What the exercise asks —
Below are some records; print every one of them exactly.

Point-per-instance localization data —
>>>>

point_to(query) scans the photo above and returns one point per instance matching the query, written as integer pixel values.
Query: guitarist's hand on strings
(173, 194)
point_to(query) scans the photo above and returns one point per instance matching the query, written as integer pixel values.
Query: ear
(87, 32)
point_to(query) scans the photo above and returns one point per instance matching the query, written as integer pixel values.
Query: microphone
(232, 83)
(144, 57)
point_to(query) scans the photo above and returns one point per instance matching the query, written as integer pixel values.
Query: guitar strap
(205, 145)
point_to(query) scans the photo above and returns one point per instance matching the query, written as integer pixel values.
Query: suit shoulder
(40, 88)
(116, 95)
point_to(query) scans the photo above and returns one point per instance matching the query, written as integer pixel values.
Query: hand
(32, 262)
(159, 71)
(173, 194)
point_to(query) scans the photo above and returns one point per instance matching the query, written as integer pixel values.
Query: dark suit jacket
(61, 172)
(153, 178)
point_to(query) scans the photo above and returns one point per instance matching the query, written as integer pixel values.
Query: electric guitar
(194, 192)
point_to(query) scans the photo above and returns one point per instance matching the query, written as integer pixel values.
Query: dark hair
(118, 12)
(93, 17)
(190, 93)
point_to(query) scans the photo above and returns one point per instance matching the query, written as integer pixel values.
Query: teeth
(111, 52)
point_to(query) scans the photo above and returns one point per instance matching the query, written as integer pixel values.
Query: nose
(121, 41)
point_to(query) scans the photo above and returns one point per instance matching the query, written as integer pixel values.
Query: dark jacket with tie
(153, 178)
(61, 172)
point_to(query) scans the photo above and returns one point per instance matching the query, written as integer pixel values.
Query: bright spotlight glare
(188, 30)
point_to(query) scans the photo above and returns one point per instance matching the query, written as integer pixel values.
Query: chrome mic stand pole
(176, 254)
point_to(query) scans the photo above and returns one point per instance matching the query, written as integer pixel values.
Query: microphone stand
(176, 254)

<<<<

Answer area —
point_to(query) scans the photo above and returns one point per instance matching the query, written as integer pixel values.
Query: guitarist's hand on strings
(173, 194)
point_to(query) scans the photo above and returns one point per instance matching the query, written as integer pixel values.
Query: ear
(87, 32)
point_to(query) scans the photo above and returns one point per instance matching the query, written as integer pixel values.
Query: microphone
(232, 83)
(144, 57)
point_to(query) scans the photo above and returns one point per instance matching the query, written as integer pixel values.
Query: guitar strap
(205, 145)
point_to(query) scans the photo above and returns one point per instance matching the query, written as integer pixel values.
Query: suit shoulder
(40, 88)
(116, 95)
point_to(query) scans the photo above and returns one point per instance matching the query, written as integer pixel values.
Query: hand
(32, 262)
(159, 71)
(173, 194)
point_to(query) scans the photo above and returns one point per instance matching the query, written as integer pixel values.
Query: dark suit jacket
(61, 172)
(153, 178)
point_to(query) scans the photo above and returns one point per instance matching the query, written as integer pixel values.
Query: electric guitar
(194, 192)
point_to(query) scans the photo above and returns one point per instance matching the query, written as integer pixel values.
Query: dark hair
(118, 12)
(93, 17)
(190, 93)
point_to(query) scans the photo above and returns one point per instance matching the query, written as integer pixel values.
Query: teeth
(111, 52)
point_to(query) scans the photo above and returns one point per instance matching the query, written as integer pixel values.
Query: nose
(121, 41)
point_to(query) scans the photo above and returns one point per instance matching the query, written as integer pixel values.
Query: dark jacket with tie
(153, 178)
(61, 172)
point_to(query) scans the photo above and returns one point per instance matching the query, written as integer pixel values.
Query: bright spotlight glare
(188, 30)
point_to(query) scans the photo above and returns one point per instance matching the query, written as integer pixel values.
Query: chrome mic stand pole
(176, 254)
point_to(query) scans the photo above and returns one point per instance matching the query, written as integer pixel values.
Query: microphone stand
(176, 254)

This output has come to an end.